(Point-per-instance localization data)
--------------------------------

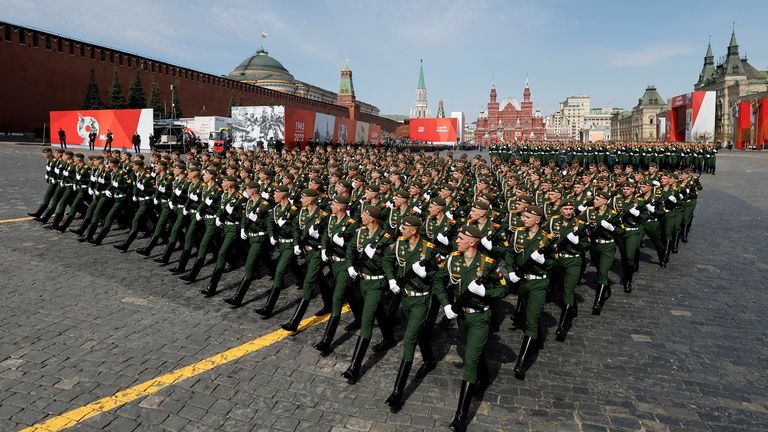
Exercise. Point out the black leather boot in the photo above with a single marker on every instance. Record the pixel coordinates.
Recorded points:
(352, 374)
(191, 277)
(127, 243)
(146, 250)
(522, 358)
(461, 418)
(210, 291)
(266, 311)
(166, 253)
(181, 267)
(298, 314)
(395, 400)
(324, 346)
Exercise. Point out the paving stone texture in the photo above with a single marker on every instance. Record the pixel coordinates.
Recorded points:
(685, 351)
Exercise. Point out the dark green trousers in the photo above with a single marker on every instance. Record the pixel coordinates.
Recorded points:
(474, 329)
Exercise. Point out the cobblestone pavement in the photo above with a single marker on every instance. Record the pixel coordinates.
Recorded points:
(685, 351)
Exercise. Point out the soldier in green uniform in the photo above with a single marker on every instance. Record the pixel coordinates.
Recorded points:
(567, 267)
(228, 217)
(339, 232)
(283, 231)
(311, 223)
(143, 191)
(602, 245)
(464, 287)
(411, 259)
(163, 200)
(365, 259)
(253, 229)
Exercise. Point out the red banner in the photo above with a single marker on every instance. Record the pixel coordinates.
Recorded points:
(299, 125)
(434, 129)
(77, 125)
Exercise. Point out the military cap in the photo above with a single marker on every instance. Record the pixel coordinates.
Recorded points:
(603, 194)
(471, 231)
(311, 193)
(535, 210)
(342, 199)
(438, 201)
(373, 211)
(412, 221)
(402, 193)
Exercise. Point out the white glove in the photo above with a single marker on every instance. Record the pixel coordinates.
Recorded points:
(352, 273)
(486, 242)
(476, 288)
(419, 269)
(314, 232)
(449, 312)
(573, 238)
(393, 286)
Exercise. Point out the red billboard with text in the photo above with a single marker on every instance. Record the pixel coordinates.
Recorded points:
(77, 125)
(434, 129)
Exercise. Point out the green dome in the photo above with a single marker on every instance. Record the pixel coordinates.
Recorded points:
(261, 67)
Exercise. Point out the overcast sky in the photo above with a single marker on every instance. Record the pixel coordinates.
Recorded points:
(609, 50)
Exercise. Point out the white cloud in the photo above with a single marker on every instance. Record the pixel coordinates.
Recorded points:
(648, 56)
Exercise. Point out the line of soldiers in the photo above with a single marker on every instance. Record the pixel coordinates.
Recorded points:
(701, 158)
(385, 232)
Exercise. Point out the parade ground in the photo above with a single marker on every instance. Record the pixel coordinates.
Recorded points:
(95, 339)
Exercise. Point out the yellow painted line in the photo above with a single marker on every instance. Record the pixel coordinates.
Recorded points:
(77, 415)
(15, 220)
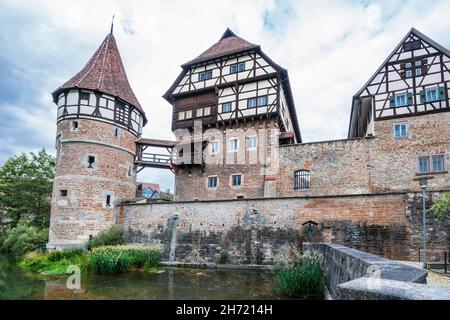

--------------------------------

◆ **Exercise instructions**: For this exercise, repeat exactly the lines of the data above from the one with "Exercise. Point out the cobblestone" down to the one with "Exercise. Point out the white glove", both end lines included.

◆ **Task response**:
Exercise. Point out the cobblestone pavement in the photo above with a single marker on every instance. Record the pixel coordinates.
Recorded points:
(685, 351)
Exercise. Point out the soldier in green uniform in the photo above with a single marker on every instance. Record the pixel coordinates.
Recorded points:
(567, 267)
(228, 217)
(339, 232)
(283, 231)
(311, 223)
(143, 191)
(602, 245)
(464, 287)
(411, 259)
(163, 200)
(365, 259)
(253, 229)
Exercise. Point out the red banner in the photo above with a single marker on every instance. Record the pixel coordinates.
Recorded points:
(299, 125)
(434, 129)
(77, 125)
Exercise. Point out the military cap in the photo above with a single marker on every instance. Record the pixel coordinates.
Recorded points:
(603, 194)
(471, 231)
(311, 193)
(535, 210)
(342, 199)
(438, 201)
(373, 211)
(412, 221)
(402, 193)
Exercise. Point out the white glove in the photo above with a single marker on every instance. Record the pixel coordinates.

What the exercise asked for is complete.